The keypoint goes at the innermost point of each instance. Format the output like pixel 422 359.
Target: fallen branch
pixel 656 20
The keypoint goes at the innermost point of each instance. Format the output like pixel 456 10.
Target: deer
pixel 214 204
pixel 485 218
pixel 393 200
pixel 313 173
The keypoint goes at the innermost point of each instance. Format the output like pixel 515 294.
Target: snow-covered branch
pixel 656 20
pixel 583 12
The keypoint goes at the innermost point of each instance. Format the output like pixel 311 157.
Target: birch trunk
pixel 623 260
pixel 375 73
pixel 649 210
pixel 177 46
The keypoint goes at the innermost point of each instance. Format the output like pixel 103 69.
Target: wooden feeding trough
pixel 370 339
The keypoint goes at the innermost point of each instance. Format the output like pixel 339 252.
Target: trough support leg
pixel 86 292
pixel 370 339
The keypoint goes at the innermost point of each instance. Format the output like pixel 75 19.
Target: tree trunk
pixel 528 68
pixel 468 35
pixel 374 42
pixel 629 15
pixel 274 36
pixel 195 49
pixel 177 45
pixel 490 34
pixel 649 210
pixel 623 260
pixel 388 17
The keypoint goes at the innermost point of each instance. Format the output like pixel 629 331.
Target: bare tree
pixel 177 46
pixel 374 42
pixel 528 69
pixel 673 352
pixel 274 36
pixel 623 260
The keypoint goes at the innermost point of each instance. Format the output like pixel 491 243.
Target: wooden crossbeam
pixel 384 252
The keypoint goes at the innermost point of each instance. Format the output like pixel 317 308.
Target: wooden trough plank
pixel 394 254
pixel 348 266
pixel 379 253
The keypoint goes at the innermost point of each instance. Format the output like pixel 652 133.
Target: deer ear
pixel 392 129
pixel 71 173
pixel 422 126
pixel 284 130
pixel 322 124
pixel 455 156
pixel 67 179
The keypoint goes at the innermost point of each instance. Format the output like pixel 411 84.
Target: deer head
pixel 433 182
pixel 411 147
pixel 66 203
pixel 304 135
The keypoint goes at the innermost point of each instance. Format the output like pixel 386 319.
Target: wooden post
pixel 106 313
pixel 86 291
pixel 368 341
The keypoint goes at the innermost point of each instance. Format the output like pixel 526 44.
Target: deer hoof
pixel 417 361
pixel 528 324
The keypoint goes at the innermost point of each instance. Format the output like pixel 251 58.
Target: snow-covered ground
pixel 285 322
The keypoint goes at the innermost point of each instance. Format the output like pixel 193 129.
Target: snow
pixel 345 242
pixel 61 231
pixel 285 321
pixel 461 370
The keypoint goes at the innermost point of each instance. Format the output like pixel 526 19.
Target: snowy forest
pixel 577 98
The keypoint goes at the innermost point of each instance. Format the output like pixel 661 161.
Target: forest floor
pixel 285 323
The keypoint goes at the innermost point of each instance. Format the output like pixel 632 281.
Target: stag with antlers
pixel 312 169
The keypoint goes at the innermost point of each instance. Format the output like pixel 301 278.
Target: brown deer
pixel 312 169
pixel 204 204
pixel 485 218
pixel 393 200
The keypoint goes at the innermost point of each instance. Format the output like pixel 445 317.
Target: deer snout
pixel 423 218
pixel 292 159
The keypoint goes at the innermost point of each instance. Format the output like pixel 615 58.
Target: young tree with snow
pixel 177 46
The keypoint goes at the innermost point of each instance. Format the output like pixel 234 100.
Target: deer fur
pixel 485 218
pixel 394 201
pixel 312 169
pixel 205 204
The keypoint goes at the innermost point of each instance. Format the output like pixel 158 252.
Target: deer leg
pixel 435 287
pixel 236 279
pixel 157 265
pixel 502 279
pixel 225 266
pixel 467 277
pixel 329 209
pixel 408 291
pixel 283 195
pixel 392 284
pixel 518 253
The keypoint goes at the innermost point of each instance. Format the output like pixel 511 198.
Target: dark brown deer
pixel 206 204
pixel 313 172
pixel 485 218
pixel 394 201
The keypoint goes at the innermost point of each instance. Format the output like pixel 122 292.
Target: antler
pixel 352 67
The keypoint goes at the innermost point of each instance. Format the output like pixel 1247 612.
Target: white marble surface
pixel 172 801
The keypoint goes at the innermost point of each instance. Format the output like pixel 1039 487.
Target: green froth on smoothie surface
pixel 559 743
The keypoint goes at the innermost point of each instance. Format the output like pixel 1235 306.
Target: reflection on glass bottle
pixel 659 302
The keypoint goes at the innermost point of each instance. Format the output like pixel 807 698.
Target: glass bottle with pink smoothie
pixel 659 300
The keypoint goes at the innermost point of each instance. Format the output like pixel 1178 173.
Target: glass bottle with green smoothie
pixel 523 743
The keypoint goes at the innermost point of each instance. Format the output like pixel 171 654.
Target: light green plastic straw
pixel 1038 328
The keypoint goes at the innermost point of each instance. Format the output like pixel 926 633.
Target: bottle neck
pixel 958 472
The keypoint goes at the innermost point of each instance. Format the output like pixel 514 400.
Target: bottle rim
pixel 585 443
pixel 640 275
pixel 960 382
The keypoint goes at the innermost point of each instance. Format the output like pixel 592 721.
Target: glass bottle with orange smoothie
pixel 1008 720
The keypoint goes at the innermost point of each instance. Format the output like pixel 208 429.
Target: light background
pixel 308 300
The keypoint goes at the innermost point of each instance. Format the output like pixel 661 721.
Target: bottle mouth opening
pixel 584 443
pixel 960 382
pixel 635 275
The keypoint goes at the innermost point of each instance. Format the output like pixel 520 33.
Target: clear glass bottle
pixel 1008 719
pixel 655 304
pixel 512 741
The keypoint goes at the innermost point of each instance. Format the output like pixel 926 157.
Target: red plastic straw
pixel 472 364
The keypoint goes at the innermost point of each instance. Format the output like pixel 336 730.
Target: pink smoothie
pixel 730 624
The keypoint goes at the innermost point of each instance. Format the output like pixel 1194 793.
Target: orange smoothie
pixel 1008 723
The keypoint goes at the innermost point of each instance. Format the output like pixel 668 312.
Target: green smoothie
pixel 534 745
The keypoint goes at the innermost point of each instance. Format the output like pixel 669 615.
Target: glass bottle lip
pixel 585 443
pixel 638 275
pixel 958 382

:::

§ Problem description
Please rewrite the material above, changing each "innermost point" to "most interior point" and leaving everything else as it is.

§ The reply
The keypoint goes at the most interior point of each instance. Format the output like pixel 422 359.
Target: fallen branch
pixel 656 20
The keypoint goes at the most interior point of each instance. Format the output like pixel 456 10.
Target: deer
pixel 214 204
pixel 485 218
pixel 393 200
pixel 313 173
The keypoint goes at the most interior point of each instance. Format the output like pixel 515 294.
Target: snow-covered branch
pixel 656 20
pixel 583 12
The keypoint goes at the most interior point of each instance. Format the output like pixel 311 157.
Target: birch trunk
pixel 623 260
pixel 375 73
pixel 649 210
pixel 177 46
The keypoint goes at the most interior point of each instance. Format the output like pixel 103 69.
Target: wooden feeding trough
pixel 370 339
The keypoint goes at the most interior point of each instance. Format the output like pixel 339 252.
Target: trough support leg
pixel 86 292
pixel 370 339
The keypoint goes at the most interior point of each instance. Format the output like pixel 75 19.
Target: tree trunk
pixel 528 68
pixel 468 35
pixel 374 42
pixel 629 15
pixel 274 36
pixel 195 49
pixel 177 45
pixel 490 34
pixel 649 210
pixel 623 260
pixel 388 17
The keypoint goes at the most interior point of each instance. Format the output like pixel 629 331.
Target: bare tree
pixel 177 46
pixel 374 42
pixel 528 69
pixel 673 352
pixel 274 36
pixel 623 260
The keypoint goes at the most interior point of each instance. Format the output like pixel 491 243.
Target: wooden crossbeam
pixel 384 252
The keypoint goes at the most interior point of each instance. Format the output like pixel 317 308.
Target: wooden trough plank
pixel 394 254
pixel 348 266
pixel 379 253
The keypoint goes at the most interior point of each instance. Format the output like pixel 652 133.
Target: deer ear
pixel 392 129
pixel 71 173
pixel 422 126
pixel 284 130
pixel 322 124
pixel 455 156
pixel 67 179
The keypoint goes at the most interior point of each instance. Format the output like pixel 411 84.
Target: deer head
pixel 433 182
pixel 411 147
pixel 66 203
pixel 304 135
The keypoint goes at the most interior point of each instance. Format the output like pixel 386 319.
Target: wooden post
pixel 106 313
pixel 86 291
pixel 368 341
The keypoint goes at the most interior point of each instance. Format the output like pixel 526 44.
Target: deer hoof
pixel 417 361
pixel 528 324
The keypoint goes at the most interior point of each instance. Format the output like pixel 251 58.
Target: snow-covered ground
pixel 285 322
The keypoint goes at the most interior point of each instance. Format the output like pixel 193 129.
Target: snow
pixel 345 242
pixel 61 231
pixel 285 321
pixel 461 370
The keypoint goes at the most interior point of each instance. Format the output like pixel 526 19.
Target: snowy forest
pixel 577 98
The keypoint goes at the most interior point of each instance. Format the output like pixel 661 161.
Target: forest floor
pixel 285 323
The keypoint goes at the most interior point of each instance. Format the output like pixel 632 281.
Target: stag with antlers
pixel 312 169
The keypoint goes at the most interior point of each instance. Format the output like pixel 301 278.
Target: brown deer
pixel 312 169
pixel 204 204
pixel 485 218
pixel 393 200
The keypoint goes at the most interior point of each instance. Format the output like pixel 445 317.
Target: deer snout
pixel 423 218
pixel 292 159
The keypoint goes at the most interior point of each instance. Format the output like pixel 615 58.
Target: young tree with snow
pixel 177 46
The keypoint goes at the most interior point of each instance. Format the output like pixel 234 100.
Target: deer fur
pixel 485 218
pixel 394 201
pixel 312 169
pixel 205 204
The keypoint goes at the most interior point of each instance. Format the output like pixel 158 252.
Target: deer leg
pixel 435 287
pixel 236 279
pixel 157 265
pixel 502 279
pixel 225 266
pixel 467 277
pixel 329 209
pixel 408 291
pixel 283 195
pixel 392 284
pixel 518 253
The keypoint goes at the most interior point of each instance. Format the output like pixel 511 198.
Target: dark brown deer
pixel 206 204
pixel 313 172
pixel 485 218
pixel 394 201
The keypoint goes at the most interior point of each instance. Format the output like pixel 122 292.
Target: antler
pixel 352 67
The keypoint goes at the most interior point of each instance. Format the output like pixel 1247 612.
Target: white marble surface
pixel 172 801
The keypoint goes at the most interior point of each instance. Format the output like pixel 1039 487.
Target: green froth on smoothie surface
pixel 559 743
The keypoint goes at the most interior point of each instance. Format the output like pixel 1235 306.
Target: reflection on glass bottle
pixel 659 302
The keypoint goes at the most interior point of each instance. Format the output like pixel 807 698.
Target: glass bottle with pink smoothie
pixel 659 300
The keypoint goes at the most interior point of each instance. Format the output like pixel 1178 173.
Target: glass bottle with green smoothie
pixel 523 743
The keypoint goes at the most interior point of each instance. Format the output like pixel 171 654.
Target: light green plastic straw
pixel 1038 328
The keypoint goes at the most interior point of each instance. Format the output like pixel 926 633.
Target: bottle neck
pixel 958 472
The keypoint goes at the most interior point of each instance. Format the output like pixel 514 400.
Target: bottle rim
pixel 585 443
pixel 640 275
pixel 960 382
The keypoint goes at the most interior point of each instance. Format the output like pixel 592 721.
Target: glass bottle with orange smoothie
pixel 1008 720
The keypoint goes at the most interior point of each instance. Format the output like pixel 208 429.
Target: light background
pixel 308 300
The keypoint goes at the most interior point of each instance. Format the output like pixel 661 721.
Target: bottle mouth opening
pixel 584 443
pixel 960 382
pixel 635 275
The keypoint goes at the most interior point of each instance. Format the output like pixel 520 33.
Target: clear glass bottle
pixel 1008 719
pixel 655 304
pixel 512 741
The keypoint goes at the most interior point of each instance. Format the output like pixel 926 157.
Target: red plastic straw
pixel 472 364
The keypoint goes at the most interior point of each instance. Format the output like pixel 336 730.
Target: pink smoothie
pixel 730 624
The keypoint goes at the most interior point of each instance. Format the output like pixel 1194 793.
Target: orange smoothie
pixel 1008 723
The keypoint goes at the most interior point of each instance. Format the output like pixel 668 312.
Target: green smoothie
pixel 534 745
The keypoint goes at the most interior point of each instance. Format the output like pixel 669 615.
Target: glass bottle lip
pixel 585 443
pixel 638 275
pixel 958 382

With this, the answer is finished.